▶ **Exercise description**
Although the data below holds other lines too, output only those from the line with "Outline wrist with a bounding box." up to and including the line with "Outline abdomen with a bounding box.", exactly as they appear.

▶ **Data for review**
====
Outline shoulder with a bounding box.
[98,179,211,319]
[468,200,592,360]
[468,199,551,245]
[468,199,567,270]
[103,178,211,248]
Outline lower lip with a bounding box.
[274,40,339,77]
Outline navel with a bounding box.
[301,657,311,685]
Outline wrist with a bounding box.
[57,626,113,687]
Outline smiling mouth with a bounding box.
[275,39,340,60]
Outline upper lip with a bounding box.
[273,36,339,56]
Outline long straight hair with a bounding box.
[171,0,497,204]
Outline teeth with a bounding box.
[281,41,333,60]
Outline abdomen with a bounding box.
====
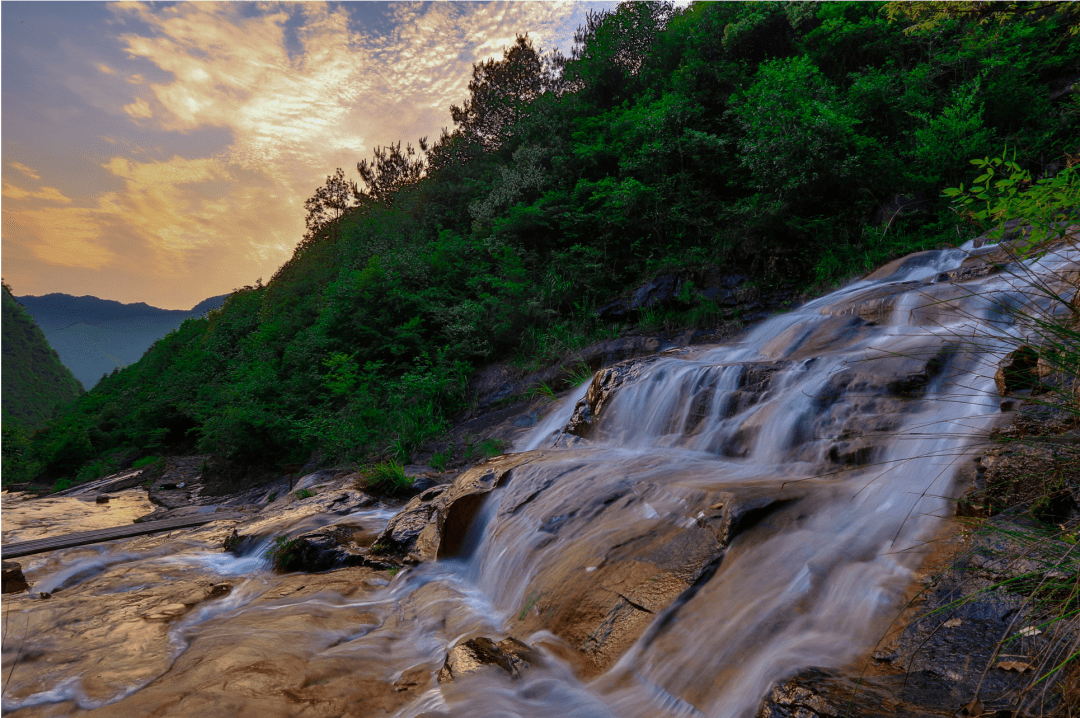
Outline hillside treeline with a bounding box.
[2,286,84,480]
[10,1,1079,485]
====
▶ **Written answer**
Outline wrist with a bounding box.
[57,626,113,687]
Outline smiling mouth with a bounding box.
[275,39,340,60]
Outline upper lip with a bounding box.
[273,36,339,56]
Outline long straight hair with a bounding box.
[171,0,497,204]
Outline teeth with a bounding box.
[281,41,333,60]
Outline abdomen with a bounding box.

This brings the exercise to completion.